Learn what an IBAN number is, how it works, its structure, which countries use IBANs, and how to find, validate, and verify your IBAN for international payments.

Edge Team

Edge Team

Every year, over $150 trillion flows across international borders. Behind nearly every one of those transactions is a simple string of letters and numbers that makes it all possible: the IBAN. If you have ever sent money internationally, received a payment from abroad, or set up a business that operates across borders, you have encountered an IBAN — or you will soon.

This guide covers everything you need to know about IBAN numbers: what they are, how they work, how to find yours, and why they matter for global payments.

What Does IBAN Stand For?

IBAN stands for International Bank Account Number. It is a standardized format (defined by ISO 13616) used to identify bank accounts across national borders. The system was developed to reduce errors in international payments and make cross-border transfers faster, cheaper, and more reliable.

Before IBANs existed, international payments relied on a patchwork of country-specific account number formats. A German bank account number looked nothing like a British one, and neither looked anything like an account number in Bahrain. Routing errors were common, payments bounced, and processing took days — sometimes weeks.

The IBAN solved this by creating a universal wrapper around domestic account numbers, adding standardized country identification and built-in error detection.

IBAN Structure: How It Works

Every IBAN follows the same structure, regardless of which country it comes from. The total length varies by country (from 15 characters for Norway to 34 for Malta and Saint Lucia), but the format is always:

GB29 NWBK 6016 1331 9268 19
││   │
││   └── BBAN (Basic Bank Account Number) — country-specific
│└────── Check digits (2 numeric digits)
└─────── Country code (2 letters, ISO 3166-1)

1. Country Code (First 2 Characters)

The first two characters are the ISO 3166-1 alpha-2 country code. This tells the receiving bank which country the account is in and what format to expect for the rest of the number.

Common examples:

  • DE — Germany
  • GB — United Kingdom
  • FR — France
  • SA — Saudi Arabia
  • AE — United Arab Emirates
  • NL — Netherlands
  • ES — Spain
  • IT — Italy
  • BH — Bahrain

2. Check Digits (Characters 3–4)

The next two characters are numeric check digits, calculated using the MOD-97 algorithm. These are the IBAN's built-in error detection system. If someone mistypes even a single character anywhere in the IBAN, the check digits will catch it.

* **TASK**
Retype the stretch of the IBAN text from "Every year, over" through "and more reliable.".

* **ROWS**
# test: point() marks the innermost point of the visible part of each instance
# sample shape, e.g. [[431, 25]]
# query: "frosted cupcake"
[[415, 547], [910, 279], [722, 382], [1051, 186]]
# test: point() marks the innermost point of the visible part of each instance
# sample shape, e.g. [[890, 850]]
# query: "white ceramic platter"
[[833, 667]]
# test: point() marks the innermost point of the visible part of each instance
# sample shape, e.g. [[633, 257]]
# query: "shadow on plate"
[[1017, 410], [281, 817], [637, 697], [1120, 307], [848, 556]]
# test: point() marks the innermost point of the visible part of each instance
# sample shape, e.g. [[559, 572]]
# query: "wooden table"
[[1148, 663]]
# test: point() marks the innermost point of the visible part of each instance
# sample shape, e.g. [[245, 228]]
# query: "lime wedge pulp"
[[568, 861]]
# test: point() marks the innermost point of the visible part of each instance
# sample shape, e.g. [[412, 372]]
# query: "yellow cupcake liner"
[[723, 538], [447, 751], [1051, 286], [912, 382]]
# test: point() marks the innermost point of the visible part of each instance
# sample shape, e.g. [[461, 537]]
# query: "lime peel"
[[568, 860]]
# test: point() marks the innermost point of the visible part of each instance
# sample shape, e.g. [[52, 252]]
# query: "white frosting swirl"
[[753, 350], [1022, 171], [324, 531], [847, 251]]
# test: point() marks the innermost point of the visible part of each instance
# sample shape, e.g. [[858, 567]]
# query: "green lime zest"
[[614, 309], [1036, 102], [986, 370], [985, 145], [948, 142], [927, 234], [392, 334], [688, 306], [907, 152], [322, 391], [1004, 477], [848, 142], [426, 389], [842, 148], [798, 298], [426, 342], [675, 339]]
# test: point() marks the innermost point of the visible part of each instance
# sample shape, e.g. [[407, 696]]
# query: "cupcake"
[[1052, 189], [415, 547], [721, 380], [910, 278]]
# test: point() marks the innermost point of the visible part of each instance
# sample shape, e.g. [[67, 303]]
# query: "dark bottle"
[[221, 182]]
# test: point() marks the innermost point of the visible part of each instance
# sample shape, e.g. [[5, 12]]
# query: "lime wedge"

* **WORKED ANSWER**
Every year, over $150 trillion flows across international borders. Behind nearly every one of those transactions is a simple string of letters and numbers that makes it all possible: the IBAN. If you have ever sent money internationally, received a payment from abroad, or set up a business that operates across borders, you have encountered an IBAN — or you will soon.

This guide covers everything you need to know about IBAN numbers: what they are, how they work, how to find yours, and why they matter for global payments.

What Does IBAN Stand For?

IBAN stands for International Bank Account Number. It is a standardized format (defined by ISO 13616) used to identify bank accounts across national borders. The system was developed to reduce errors in international payments and make cross-border transfers faster, cheaper, and more reliable.